[Pointing dataset excerpts]
-.-.-

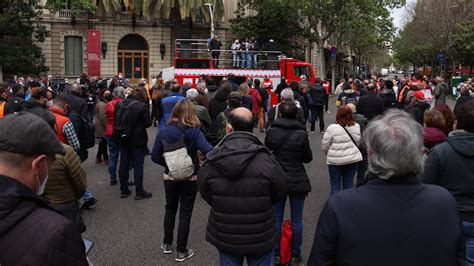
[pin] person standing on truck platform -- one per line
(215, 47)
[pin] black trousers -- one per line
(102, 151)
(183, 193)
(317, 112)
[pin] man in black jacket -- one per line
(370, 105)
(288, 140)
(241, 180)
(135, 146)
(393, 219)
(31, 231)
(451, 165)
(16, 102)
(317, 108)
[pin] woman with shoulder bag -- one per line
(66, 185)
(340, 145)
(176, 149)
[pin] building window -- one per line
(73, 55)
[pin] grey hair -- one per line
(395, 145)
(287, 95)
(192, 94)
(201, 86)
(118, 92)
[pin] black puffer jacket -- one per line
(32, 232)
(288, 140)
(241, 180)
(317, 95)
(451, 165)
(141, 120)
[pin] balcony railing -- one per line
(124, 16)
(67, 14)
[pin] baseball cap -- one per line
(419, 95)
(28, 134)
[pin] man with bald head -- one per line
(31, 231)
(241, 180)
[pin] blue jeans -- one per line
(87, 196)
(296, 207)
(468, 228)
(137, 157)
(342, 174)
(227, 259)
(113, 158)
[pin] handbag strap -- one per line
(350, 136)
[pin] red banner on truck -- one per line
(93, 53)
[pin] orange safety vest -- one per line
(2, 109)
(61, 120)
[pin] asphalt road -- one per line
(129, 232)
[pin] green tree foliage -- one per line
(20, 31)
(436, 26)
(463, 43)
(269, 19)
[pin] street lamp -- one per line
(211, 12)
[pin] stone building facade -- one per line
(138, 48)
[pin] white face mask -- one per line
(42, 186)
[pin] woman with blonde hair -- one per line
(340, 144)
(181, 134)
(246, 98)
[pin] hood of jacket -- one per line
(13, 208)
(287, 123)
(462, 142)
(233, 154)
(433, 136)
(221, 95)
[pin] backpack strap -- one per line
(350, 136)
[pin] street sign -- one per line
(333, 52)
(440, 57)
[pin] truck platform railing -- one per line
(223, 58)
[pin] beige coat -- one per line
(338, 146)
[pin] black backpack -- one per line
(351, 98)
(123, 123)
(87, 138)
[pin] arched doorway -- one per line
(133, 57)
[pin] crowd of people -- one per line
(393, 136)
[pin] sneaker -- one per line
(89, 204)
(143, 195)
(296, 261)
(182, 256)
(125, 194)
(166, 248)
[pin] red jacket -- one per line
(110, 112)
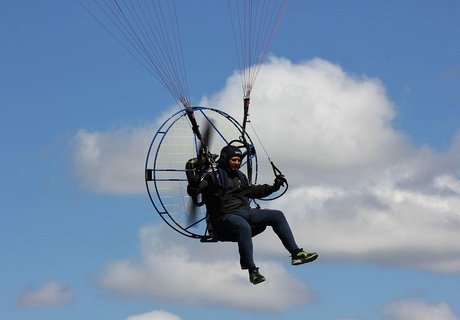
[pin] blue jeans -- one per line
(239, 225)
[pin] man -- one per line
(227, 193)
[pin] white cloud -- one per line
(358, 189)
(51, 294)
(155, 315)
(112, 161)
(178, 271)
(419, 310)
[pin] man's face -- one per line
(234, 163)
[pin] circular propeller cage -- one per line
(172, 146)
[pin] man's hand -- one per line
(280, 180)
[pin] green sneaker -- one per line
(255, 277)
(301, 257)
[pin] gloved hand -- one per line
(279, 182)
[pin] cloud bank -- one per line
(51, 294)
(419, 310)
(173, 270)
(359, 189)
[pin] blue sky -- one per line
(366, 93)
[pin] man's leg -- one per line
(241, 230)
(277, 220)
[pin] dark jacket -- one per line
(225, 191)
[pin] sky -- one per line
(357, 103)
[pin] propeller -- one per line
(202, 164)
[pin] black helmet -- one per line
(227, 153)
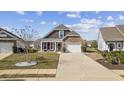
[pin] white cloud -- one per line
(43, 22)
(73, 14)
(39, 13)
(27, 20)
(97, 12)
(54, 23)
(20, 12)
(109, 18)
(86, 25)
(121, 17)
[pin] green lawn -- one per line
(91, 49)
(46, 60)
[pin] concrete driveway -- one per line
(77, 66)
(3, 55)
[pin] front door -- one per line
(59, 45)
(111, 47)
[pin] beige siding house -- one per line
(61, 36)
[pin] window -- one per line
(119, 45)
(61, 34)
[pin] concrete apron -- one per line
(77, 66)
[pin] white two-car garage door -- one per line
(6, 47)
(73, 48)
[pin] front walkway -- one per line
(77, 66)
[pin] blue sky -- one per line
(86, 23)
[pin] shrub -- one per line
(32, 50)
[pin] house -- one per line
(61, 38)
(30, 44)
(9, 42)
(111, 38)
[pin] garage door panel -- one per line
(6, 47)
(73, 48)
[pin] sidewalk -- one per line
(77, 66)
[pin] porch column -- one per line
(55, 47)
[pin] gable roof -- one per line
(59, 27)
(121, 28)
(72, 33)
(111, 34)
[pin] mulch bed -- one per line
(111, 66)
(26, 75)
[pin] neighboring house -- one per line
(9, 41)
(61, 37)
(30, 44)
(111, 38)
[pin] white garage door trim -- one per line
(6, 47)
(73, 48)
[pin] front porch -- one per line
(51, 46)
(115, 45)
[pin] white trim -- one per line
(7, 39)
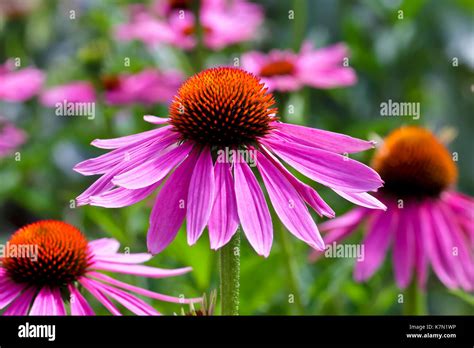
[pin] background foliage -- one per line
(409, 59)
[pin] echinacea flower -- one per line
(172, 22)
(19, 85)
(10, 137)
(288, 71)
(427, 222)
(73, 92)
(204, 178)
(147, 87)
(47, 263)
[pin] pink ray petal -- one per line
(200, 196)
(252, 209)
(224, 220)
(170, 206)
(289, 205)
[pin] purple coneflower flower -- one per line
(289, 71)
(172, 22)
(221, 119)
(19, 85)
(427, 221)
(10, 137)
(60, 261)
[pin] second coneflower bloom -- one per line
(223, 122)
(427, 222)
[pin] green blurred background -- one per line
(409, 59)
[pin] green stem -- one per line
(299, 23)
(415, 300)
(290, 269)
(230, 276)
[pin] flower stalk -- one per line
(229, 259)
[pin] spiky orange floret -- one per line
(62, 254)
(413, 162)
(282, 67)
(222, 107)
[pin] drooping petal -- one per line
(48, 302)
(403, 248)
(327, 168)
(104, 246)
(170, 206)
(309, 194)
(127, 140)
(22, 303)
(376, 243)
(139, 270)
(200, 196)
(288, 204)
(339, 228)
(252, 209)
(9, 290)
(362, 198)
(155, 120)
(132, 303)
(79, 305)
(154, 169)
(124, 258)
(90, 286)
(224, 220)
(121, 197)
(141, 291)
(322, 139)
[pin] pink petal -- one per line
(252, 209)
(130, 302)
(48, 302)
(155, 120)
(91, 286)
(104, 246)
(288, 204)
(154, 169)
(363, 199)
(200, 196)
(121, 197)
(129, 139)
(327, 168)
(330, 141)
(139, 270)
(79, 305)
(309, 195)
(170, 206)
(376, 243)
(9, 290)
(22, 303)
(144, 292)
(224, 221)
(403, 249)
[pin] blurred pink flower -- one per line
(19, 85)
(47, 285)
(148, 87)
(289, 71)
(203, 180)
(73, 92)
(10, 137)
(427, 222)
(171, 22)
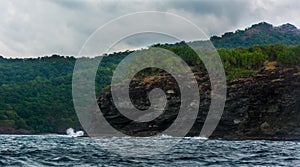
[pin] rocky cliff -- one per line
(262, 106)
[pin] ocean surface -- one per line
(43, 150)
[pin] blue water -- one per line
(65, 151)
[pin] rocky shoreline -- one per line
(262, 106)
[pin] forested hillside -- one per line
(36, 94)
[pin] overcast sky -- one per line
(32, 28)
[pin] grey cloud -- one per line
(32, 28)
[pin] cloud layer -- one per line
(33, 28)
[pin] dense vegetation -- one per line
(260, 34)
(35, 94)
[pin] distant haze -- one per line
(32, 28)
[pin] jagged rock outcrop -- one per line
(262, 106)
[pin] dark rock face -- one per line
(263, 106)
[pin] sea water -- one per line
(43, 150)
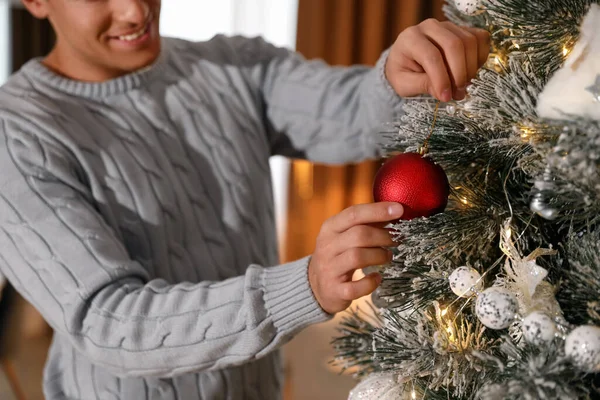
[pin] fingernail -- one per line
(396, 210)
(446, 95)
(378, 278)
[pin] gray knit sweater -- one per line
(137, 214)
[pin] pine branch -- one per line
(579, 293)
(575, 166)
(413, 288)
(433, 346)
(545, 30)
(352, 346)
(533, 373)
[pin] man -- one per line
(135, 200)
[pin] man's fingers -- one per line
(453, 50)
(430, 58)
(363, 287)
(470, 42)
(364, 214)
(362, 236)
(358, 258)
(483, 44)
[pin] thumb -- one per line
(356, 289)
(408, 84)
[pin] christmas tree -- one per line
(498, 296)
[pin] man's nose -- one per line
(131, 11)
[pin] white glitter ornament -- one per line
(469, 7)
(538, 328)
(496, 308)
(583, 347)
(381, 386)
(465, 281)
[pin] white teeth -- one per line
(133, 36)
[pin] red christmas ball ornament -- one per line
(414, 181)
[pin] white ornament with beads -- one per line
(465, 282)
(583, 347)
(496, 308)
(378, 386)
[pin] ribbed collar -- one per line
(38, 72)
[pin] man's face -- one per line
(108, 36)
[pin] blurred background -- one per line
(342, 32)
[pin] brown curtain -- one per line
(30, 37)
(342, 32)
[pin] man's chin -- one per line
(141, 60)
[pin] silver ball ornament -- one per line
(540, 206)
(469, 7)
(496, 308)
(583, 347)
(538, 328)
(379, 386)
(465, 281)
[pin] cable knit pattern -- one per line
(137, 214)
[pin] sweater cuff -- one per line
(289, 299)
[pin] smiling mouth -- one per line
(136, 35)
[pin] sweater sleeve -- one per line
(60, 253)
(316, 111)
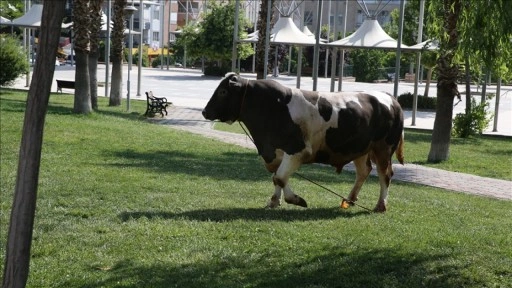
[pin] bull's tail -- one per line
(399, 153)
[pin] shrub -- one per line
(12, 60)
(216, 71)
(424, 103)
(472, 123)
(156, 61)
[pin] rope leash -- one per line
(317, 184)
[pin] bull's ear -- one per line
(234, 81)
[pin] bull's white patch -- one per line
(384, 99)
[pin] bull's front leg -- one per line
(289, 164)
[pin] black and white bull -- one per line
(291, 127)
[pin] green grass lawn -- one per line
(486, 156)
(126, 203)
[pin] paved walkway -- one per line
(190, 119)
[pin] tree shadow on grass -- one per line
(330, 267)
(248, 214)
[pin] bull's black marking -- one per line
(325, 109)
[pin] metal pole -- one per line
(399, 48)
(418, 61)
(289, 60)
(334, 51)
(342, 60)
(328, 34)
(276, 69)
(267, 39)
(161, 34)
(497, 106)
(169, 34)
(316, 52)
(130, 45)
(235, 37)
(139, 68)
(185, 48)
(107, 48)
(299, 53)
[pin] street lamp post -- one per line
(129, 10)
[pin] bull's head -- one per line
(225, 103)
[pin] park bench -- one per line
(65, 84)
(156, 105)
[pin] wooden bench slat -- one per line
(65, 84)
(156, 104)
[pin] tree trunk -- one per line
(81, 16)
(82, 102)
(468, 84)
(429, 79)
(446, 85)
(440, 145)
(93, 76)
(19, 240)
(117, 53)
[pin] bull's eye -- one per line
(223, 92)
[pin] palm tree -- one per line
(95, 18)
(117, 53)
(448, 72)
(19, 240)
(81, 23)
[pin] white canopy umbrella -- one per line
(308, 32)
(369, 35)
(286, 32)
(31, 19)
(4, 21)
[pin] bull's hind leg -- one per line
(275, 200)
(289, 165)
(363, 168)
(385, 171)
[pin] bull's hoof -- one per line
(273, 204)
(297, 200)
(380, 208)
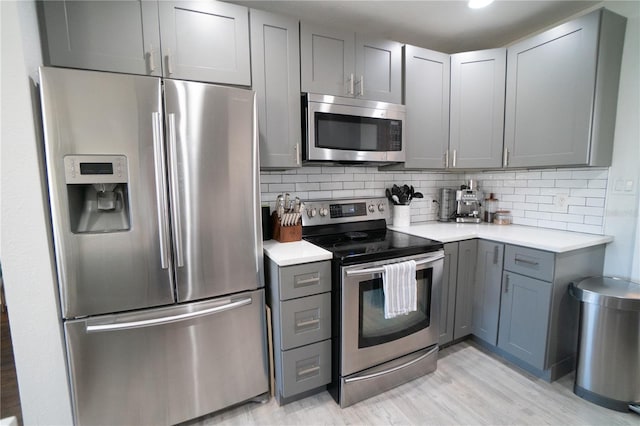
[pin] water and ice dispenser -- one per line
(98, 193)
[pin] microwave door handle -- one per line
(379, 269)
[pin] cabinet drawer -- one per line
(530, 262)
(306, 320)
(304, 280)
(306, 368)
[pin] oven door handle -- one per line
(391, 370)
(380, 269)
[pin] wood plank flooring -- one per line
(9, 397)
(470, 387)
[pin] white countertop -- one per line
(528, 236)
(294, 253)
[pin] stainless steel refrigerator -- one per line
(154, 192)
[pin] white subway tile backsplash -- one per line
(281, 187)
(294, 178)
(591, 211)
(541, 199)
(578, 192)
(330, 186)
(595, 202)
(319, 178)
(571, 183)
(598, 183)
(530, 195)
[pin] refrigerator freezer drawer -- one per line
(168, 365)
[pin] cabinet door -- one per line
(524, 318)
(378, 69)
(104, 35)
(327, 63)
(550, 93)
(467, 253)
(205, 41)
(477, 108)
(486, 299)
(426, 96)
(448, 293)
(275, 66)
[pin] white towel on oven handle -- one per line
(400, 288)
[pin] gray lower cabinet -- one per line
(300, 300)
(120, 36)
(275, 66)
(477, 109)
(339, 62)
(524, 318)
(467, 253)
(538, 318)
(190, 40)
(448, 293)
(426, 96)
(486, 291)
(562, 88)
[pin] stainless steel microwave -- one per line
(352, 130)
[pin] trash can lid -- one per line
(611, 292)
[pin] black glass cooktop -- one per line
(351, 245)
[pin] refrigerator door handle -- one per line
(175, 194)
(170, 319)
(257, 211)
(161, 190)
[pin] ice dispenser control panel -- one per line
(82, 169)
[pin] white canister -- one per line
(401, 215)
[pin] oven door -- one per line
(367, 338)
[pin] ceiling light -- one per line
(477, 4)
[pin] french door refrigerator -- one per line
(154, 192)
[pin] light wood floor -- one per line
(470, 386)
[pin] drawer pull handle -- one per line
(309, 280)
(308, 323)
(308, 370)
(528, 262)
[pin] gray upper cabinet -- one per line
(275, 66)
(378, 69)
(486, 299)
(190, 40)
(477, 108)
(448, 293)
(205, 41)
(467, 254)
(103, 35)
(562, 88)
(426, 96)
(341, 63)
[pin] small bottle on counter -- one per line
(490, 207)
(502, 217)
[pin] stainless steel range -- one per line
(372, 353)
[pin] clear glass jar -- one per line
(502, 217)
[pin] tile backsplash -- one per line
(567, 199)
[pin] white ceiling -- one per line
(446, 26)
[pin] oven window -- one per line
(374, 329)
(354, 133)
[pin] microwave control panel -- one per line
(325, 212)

-.-.-

● **SET TASK**
Nothing but the lines from the one with "[pin] ice dispenser" through the last line should be repeated, each exactly as it stands.

● **ANSWER FOR THIS EXERCISE**
[pin] ice dispenser control panel -- one per line
(82, 169)
[pin] white canister -- one per line
(401, 215)
[pin] oven door -- one per line
(367, 338)
[pin] ceiling light -- one per line
(477, 4)
[pin] french door refrigerator -- one per line
(154, 192)
[pin] light wood floor -- one per line
(470, 386)
[pin] drawer pull handle -- one per line
(309, 280)
(308, 323)
(308, 370)
(528, 262)
[pin] gray upper cabinet -- one per line
(275, 66)
(378, 69)
(486, 299)
(190, 40)
(477, 108)
(448, 293)
(205, 41)
(467, 254)
(103, 35)
(562, 88)
(426, 96)
(341, 63)
[pin] small bottle on counter -- one per line
(490, 207)
(502, 217)
[pin] stainless steel range -- one per line
(372, 353)
[pin] clear glass jar -- one per line
(502, 217)
[pin] tile backsplash -- one per line
(567, 199)
[pin] white ceiling -- one per line
(446, 26)
[pin] oven window -- one per line
(374, 329)
(354, 133)
[pin] microwave control panel -- one per line
(325, 212)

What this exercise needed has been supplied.